*What to produce*: In the data, from the first line up to and including the line with "[[20, 255], [400, 195]]", switch every "metal winch" to "steel winch" and leave everything else unchanged. Return only those lines.
───
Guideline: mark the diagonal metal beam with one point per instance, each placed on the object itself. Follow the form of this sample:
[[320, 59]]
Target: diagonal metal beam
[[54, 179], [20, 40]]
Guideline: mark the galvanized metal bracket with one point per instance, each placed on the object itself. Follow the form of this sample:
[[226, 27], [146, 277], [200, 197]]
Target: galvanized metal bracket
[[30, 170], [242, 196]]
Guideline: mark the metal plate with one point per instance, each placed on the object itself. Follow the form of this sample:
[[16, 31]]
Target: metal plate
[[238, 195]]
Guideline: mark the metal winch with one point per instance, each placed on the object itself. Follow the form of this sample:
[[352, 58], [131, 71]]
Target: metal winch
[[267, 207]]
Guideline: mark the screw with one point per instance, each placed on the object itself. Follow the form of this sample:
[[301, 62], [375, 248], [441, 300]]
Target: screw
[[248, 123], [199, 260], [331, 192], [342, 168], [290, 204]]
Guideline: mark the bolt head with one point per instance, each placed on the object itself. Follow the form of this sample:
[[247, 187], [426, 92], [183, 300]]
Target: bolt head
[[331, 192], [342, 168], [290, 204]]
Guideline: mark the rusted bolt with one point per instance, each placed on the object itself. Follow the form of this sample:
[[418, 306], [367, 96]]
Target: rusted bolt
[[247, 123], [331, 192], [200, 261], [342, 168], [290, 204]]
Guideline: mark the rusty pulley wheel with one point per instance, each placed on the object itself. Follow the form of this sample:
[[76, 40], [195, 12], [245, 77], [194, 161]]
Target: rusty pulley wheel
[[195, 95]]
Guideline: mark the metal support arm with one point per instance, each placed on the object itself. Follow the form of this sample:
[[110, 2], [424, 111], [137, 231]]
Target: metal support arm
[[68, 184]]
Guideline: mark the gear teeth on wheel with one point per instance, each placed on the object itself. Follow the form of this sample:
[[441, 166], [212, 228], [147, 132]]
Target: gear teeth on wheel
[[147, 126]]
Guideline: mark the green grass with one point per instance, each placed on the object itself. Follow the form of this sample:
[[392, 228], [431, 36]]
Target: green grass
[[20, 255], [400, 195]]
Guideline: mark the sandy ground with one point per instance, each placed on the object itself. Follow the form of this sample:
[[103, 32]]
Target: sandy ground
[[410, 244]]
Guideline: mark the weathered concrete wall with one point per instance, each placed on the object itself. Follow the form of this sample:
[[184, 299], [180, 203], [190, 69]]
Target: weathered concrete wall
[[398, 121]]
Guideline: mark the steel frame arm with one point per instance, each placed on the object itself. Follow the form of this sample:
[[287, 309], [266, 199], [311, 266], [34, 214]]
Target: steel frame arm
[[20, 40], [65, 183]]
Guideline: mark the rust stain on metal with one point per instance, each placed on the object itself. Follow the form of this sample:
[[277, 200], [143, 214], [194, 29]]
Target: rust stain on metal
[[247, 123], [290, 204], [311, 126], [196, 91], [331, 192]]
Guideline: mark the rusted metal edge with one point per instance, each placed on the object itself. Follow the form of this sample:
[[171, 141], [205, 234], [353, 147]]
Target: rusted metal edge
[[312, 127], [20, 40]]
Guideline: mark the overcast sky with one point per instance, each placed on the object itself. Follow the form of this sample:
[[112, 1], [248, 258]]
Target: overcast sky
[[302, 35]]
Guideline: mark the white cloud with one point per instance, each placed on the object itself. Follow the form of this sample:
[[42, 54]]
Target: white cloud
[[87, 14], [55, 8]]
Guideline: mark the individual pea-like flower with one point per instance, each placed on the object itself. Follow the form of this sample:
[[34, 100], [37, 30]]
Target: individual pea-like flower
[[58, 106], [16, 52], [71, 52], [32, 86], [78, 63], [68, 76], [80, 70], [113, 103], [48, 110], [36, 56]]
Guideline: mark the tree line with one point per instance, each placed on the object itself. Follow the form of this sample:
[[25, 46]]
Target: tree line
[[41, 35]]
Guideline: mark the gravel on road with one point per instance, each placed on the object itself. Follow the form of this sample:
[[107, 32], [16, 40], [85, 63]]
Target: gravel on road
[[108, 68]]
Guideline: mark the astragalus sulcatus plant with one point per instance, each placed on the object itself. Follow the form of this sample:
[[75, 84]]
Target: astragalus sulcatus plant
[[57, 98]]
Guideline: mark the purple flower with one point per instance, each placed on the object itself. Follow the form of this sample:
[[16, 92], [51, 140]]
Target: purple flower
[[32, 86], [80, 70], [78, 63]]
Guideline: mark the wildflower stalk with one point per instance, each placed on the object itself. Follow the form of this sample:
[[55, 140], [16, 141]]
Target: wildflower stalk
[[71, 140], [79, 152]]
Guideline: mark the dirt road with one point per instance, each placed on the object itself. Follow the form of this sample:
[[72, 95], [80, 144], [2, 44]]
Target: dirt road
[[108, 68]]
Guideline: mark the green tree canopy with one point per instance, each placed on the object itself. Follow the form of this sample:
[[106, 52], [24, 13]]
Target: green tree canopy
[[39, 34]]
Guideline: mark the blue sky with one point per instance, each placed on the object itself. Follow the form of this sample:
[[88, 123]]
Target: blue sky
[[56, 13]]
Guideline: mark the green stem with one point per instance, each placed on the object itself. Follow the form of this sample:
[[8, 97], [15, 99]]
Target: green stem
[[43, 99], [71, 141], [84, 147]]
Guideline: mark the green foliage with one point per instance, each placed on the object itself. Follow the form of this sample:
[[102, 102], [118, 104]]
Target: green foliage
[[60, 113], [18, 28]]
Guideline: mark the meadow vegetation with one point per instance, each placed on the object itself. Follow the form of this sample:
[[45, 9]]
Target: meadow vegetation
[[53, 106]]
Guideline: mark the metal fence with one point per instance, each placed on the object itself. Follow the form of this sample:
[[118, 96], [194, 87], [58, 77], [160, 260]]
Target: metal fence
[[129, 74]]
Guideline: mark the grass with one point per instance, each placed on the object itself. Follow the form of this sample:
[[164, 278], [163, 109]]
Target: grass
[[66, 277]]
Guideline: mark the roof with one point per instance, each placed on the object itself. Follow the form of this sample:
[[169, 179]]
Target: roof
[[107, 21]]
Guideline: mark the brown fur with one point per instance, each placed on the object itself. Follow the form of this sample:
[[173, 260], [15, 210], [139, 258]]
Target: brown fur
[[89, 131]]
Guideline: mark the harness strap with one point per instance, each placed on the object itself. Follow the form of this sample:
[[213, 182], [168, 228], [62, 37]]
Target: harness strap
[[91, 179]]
───
*Result of the task*:
Guideline: mark the diagonal metal beam with one point per instance, each placed on the object itself. Follow the form of this sample:
[[320, 59]]
Target: diagonal metal beam
[[54, 179], [20, 40]]
Guideline: mark the galvanized metal bracket with one point per instance, each placed on the object itself. Follow the form of this sample:
[[226, 27], [146, 277], [200, 197]]
Target: galvanized metal bracket
[[30, 170], [242, 196]]
Guideline: mark the metal plate with one point per instance, each placed on the object itself. Follow the form of this sample:
[[16, 31]]
Target: metal plate
[[238, 195]]
Guideline: mark the steel winch with one point per instance, each placed on the object itself. Follow the form of this sample:
[[352, 58], [131, 71]]
Target: steel winch
[[267, 207]]
Guideline: mark the screw with one point per instance, each placed on the object itself. Follow the form of this sample:
[[301, 62], [375, 248], [441, 300]]
Target: screw
[[248, 123], [199, 260], [331, 192], [342, 168], [290, 204]]
Guideline: mark the bolt head with one point per instance, each placed on the object itself. Follow the form of this sample:
[[247, 187], [426, 92], [183, 300]]
Target: bolt head
[[331, 192], [342, 168], [290, 204]]
Guideline: mark the rusted bolt with one point per instance, each placed on the object itself. Follow the form of this sample:
[[418, 306], [367, 96]]
Target: rusted bolt
[[247, 123], [331, 192], [200, 261], [342, 168], [290, 204]]
Guideline: mark the rusty pulley wheel with one point per instance, each placed on the object itself. Follow the form of this sample:
[[76, 40], [195, 12], [245, 77], [194, 161]]
Target: rusty pulley wheel
[[195, 95]]
Guideline: mark the metal support arm with one point per instance, each placed on the object itself. Follow the form of this sample:
[[110, 2], [424, 111], [137, 231]]
Target: metal support arm
[[68, 184]]
Guideline: mark the gear teeth on wheel with one point per instance, each placed on the object itself. Follow the form of this sample:
[[441, 166], [212, 228], [147, 132]]
Target: gear teeth on wheel
[[147, 126]]
Guideline: mark the green grass with one point per instance, each placed on the object itself. Follow the form of this sample:
[[392, 228], [431, 36]]
Target: green grass
[[20, 255], [400, 195]]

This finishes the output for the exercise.